Pick out each line in the items below that contains the word "blurred" and copy those lines.
### Excerpted data
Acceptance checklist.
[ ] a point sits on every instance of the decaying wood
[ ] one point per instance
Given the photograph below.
######
### Excerpted data
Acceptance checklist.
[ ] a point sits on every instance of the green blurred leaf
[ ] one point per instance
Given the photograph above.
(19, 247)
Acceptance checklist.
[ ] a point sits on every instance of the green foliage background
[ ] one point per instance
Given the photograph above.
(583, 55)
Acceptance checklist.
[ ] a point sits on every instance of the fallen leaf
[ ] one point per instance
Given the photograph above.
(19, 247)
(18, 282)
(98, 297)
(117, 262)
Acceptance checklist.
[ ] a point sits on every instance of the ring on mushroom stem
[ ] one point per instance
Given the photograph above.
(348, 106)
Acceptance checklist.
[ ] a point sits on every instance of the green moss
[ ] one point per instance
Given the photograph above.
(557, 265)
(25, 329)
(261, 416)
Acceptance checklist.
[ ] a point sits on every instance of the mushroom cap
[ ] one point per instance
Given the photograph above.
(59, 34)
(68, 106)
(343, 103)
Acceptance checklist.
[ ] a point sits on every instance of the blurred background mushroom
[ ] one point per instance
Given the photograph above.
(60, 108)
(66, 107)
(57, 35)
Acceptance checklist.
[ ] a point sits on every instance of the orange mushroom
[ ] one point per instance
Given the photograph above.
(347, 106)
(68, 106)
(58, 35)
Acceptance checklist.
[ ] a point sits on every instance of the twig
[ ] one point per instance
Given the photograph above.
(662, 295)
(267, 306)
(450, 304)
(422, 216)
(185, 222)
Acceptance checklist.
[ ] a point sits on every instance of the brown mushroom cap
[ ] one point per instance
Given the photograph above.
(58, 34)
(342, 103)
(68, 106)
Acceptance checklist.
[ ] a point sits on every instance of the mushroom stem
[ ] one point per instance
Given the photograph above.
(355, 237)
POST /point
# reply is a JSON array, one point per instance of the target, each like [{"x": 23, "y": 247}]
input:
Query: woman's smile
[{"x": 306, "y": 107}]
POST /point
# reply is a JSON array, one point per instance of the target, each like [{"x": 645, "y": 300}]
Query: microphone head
######
Exercise solution —
[ ] a point sits on every instance of the green blurred leaf
[ ] a point sits on every instance of the blurred background mushroom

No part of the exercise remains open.